-- Task details --
Select every line below that contains the string "shirt", and copy each one out.

== Input data

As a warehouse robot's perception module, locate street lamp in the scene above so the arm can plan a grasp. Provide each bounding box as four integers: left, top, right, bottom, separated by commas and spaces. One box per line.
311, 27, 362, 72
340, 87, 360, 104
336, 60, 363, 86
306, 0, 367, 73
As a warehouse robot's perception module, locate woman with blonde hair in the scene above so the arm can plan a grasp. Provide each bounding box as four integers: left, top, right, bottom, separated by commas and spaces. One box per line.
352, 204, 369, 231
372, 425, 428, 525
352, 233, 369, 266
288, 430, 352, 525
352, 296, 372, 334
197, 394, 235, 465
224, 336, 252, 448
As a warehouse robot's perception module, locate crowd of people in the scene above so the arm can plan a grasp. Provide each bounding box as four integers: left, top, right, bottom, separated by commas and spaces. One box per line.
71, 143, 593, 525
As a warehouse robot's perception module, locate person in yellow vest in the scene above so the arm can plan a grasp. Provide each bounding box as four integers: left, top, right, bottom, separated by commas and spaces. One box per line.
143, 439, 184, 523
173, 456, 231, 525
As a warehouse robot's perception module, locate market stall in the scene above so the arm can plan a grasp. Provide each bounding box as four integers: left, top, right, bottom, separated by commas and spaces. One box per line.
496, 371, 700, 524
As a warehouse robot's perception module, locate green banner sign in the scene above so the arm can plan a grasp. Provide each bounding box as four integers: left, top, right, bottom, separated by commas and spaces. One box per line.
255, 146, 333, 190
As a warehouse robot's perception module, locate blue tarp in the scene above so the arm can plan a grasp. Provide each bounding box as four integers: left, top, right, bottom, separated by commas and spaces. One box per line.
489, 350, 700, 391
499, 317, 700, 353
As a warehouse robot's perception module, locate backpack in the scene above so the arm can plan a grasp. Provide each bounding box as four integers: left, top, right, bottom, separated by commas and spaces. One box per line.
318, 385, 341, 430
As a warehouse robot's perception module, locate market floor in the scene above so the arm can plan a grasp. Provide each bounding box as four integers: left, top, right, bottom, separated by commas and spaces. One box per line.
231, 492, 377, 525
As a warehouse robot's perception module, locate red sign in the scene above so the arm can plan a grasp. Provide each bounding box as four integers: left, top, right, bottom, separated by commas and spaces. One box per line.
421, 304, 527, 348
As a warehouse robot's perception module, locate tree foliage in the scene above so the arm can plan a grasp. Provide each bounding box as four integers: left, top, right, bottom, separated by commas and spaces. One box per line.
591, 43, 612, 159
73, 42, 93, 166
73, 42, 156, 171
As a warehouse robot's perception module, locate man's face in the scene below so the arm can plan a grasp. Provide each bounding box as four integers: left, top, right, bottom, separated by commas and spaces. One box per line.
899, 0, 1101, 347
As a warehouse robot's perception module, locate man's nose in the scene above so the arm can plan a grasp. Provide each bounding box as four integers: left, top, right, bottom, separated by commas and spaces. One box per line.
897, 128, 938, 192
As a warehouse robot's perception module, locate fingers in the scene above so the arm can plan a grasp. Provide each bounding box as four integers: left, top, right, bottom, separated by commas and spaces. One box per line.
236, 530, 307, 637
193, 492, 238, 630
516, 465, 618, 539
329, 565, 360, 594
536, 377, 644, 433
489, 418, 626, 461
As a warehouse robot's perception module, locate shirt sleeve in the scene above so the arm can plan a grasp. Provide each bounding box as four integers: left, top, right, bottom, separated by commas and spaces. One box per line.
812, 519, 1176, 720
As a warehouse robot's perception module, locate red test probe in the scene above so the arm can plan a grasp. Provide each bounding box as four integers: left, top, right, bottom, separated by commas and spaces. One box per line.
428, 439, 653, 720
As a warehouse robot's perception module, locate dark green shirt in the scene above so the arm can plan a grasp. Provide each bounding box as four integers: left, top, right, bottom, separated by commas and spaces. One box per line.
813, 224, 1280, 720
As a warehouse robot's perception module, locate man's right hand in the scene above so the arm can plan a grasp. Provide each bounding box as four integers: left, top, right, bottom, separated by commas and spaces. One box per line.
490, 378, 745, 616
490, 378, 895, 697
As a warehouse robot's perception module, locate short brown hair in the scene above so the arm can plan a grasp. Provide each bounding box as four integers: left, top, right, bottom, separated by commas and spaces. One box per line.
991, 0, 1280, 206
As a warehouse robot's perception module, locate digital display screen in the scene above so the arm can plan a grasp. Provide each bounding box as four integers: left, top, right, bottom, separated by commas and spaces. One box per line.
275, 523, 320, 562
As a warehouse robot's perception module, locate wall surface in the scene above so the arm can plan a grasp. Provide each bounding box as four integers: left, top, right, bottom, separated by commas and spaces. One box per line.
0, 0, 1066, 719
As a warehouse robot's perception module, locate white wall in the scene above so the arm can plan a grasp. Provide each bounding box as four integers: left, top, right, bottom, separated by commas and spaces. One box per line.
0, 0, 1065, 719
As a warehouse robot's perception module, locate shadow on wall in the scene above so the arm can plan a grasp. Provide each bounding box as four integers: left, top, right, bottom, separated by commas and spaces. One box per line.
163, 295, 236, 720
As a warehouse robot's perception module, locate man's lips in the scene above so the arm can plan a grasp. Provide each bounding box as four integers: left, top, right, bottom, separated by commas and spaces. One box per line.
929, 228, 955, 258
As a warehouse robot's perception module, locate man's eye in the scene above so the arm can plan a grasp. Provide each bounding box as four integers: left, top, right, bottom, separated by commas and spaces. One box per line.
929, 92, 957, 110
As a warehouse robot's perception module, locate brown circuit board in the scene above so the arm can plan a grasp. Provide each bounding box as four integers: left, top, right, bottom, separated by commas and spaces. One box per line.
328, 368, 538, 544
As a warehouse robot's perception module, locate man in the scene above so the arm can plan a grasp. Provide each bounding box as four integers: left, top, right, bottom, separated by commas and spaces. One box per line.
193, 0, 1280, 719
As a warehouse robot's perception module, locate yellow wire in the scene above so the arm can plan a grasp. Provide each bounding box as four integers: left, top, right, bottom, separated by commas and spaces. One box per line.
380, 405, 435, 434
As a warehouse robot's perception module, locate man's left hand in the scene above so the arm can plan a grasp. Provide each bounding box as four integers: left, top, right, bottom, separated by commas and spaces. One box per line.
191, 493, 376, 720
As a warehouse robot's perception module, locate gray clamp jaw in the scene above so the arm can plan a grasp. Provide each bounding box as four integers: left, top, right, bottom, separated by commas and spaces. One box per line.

====

-- Response to the task --
As a warehouse robot's perception module, locate shirt sleeve in the scene above so the arm can plan a grasp. Provide each bounding box as four integers: left, top, right, bottom, separated by commas and spaces. One box per line.
As a warehouse robot's perception module, locate dark green shirt in the scene above so the arm can plan a grasp. Provide each bounding box as four integers: left, top, right, bottom, separated by commas and spaces. One box per line.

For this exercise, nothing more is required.